** INFORMATION follows **

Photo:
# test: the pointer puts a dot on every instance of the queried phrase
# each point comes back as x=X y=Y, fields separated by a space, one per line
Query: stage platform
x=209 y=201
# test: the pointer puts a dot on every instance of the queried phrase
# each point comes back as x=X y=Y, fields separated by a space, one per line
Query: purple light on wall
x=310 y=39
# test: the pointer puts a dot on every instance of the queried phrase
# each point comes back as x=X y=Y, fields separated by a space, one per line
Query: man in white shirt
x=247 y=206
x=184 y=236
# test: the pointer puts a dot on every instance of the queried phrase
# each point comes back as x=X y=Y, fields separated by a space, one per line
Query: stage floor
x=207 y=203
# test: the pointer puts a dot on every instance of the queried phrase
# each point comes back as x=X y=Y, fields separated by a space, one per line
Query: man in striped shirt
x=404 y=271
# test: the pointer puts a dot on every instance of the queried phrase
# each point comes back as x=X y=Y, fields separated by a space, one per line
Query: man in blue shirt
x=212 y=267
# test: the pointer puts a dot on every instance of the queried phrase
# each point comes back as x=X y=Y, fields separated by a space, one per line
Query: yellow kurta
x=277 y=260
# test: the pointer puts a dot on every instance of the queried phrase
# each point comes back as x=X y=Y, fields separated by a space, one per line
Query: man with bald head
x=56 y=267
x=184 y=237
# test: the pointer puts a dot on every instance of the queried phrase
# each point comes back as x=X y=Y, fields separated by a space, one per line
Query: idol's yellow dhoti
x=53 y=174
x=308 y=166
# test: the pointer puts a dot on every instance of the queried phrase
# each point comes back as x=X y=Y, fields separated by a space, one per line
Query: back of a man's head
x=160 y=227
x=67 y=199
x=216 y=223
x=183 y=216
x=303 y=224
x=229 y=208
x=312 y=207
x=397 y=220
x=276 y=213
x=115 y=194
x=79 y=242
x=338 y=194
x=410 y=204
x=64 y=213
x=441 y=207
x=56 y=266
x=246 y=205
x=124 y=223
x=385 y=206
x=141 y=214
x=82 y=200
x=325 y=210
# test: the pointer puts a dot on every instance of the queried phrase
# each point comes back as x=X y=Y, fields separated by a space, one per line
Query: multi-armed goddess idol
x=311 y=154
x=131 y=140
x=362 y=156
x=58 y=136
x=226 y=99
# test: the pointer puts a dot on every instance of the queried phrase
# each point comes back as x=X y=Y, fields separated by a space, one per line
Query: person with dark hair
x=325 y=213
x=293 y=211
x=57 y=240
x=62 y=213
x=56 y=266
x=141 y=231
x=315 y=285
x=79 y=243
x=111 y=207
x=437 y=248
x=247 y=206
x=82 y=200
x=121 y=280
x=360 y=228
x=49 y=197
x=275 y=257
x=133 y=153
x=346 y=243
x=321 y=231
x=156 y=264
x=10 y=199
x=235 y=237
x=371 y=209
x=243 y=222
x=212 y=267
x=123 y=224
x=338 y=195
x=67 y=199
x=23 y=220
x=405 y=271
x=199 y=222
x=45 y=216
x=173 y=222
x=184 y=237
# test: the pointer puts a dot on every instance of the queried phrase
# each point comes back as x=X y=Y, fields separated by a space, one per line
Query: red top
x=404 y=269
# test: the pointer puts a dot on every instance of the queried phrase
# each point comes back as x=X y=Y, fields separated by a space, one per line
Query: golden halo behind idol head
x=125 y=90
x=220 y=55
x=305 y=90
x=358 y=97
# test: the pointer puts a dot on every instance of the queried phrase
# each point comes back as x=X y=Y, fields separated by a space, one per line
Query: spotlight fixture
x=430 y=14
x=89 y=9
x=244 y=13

** End of INFORMATION **

## [THE PROBLEM]
The answer should hold the lines from the one containing "Query: red top" through the end of the entries above, set down exactly, with both ends included.

## [OUTPUT OF THE TASK]
Query: red top
x=404 y=269
# test: the pointer puts a dot on every instance of the queried phrase
# each point comes back as x=X y=Y, fields separated by a space, one per line
Query: golden halo behind idol head
x=125 y=90
x=220 y=55
x=305 y=90
x=358 y=97
# test: the pointer puts a dot on every instance of the queried phrase
# each point comes back as x=X y=Y, fields separated by a space, one per line
Query: spotlight fixture
x=430 y=14
x=89 y=9
x=244 y=13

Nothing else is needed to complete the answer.